WORK REQUEST 1
Edit the precision and recall article between "False Negative (FN) = Model" and "the right object.", inclusive, changing "bounding box" to "bounding rectangle" and leaving the rest of that span unchanged.
WORK REQUEST 2
Write the next part of the precision and recall article, starting right after its last sentence.

GIVEN PASSAGE: Begin

Ajai Chemmanam
Understanding Precision and Recall in Machine Learning Context
Date: 2022-03-08
Written by Ajai Chemmanam

Measuring the effectiveness of a solution is often relative to the problem it solves. Accuracy is not always the final word in terms of performance metrics of a machine learning model.

The costs associated with missing a detection and getting a wrong detection provides the basis of valuing precision and recall.

TP vs FP vs TN vs FN

A machine learning classifier model's predictions can have one of four possible outcomes. Ideally we want maximum truth outcomes and minimal false outcomes.

In Image Classification Context

True Positive (TP) = The model correctly classified the image contained an object.

False Positive (FP) = Model predicted the presence of the object, but the image didn't really have one.

True Negative (TN) = The model correctly didn't predict the presence of object as the image didn't contain an object.

False Negative (FN) = Model couldn't predice the presence of object, but the image did contain an object.

In Object Detection Context

True Positive (TP) = Both detection and classification are correct. ie, the model correctly drew the correct sized bounding box on top of the object and detected as the right object.

False Positive (FP) = The model drew a bounding box in a place where it wasn't supposed to. This occurs most often when objects look similar to each other, and can be reduced by labeling the object confusing the model.

True Negative (TN) = No detections and classification were made. The model correctly didn't predict an object as the object was not in the image.

False Negative (FN) = Object was present in the image, but the model did not draw a bounding box. This occurs most often when the object is seen at a weird angle, lighting, or state not captured in the model's training data. It can be reduced by increasing object representation in the training data.

Precision and Recall

Precision is given by

True Positives / (True Positives + False Positives)

Practically, this metric tells us how much we can trust this model that it's prediction being a true positive out of all the positive predictions. A high precision value means there were very few false positives and the classifier is very strict in the criteria for classifying something as positive.

GIVEN PASSAGE: End
DATASET EXTRACT: Begin

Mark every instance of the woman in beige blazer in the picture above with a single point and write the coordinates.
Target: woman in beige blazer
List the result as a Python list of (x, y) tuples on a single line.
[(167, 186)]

DATASET EXTRACT: End

WRITTEN ANSWER 1
False Negative (FN) = Model couldn't predice the presence of object, but the image did contain an object.

In Object Detection Context

True Positive (TP) = Both detection and classification are correct. ie, the model correctly drew the correct sized bounding rectangle on top of the object and detected as the right object.

WRITTEN ANSWER 2
Recall is given by

True Positives / (True Positives + False Negatives)

Recall tells us how much we can trust the model in predicting all the positive predictions out of all predictions. A high recall value means there were very few false negatives and that the classifier is more permissive in the criteria for classifying something as positive.

Now let's look at an example and see how Precision and Recall is calculated. Consider a ball detection model and give images of 1000 ball to detect. If it successfully detects 500 ball (TP), incorrectly detects 300 ball (FP), and fails to detect 200 ball (FN). Then the model has a precision of 500/(500+300) = 500/800, or 62.5%. And the model would have a recall of 500/(500+200) = 500/700, or 71%.

What should our model have? More precision or More recall?

The answer to this question depends on the problem you are trying to solve.

For some cases, a model with higher precision may be better than a model with higher recall. Eg. In email spam classification, where false negatives are much more tolerable than false positives. It doesn't matter if we occasionally find a spam email in your inbox, but having good emails classified as spam can be problematic.

And in some cases a model with higher recall may be prefered.

For example, In medical scenarios false positives are more acceptable than false negatives. It's ok if we misclassify healthy people as members of the positive class (has disease). On further diagnostics, we can avoid such people.

But missing a person who needs treatment, on the other hand, is something we don't want. In this type of problem we want very high recall values: We need to try to find as many members of the positive class as possible.

Other metrics

Other than Precision and Recall metrics like mean average precision (mAP), F1 Score, Area Under Curve (AUC), ROC etc. also give better insights to our model's performances. We will have more detailed blog on these metrics later.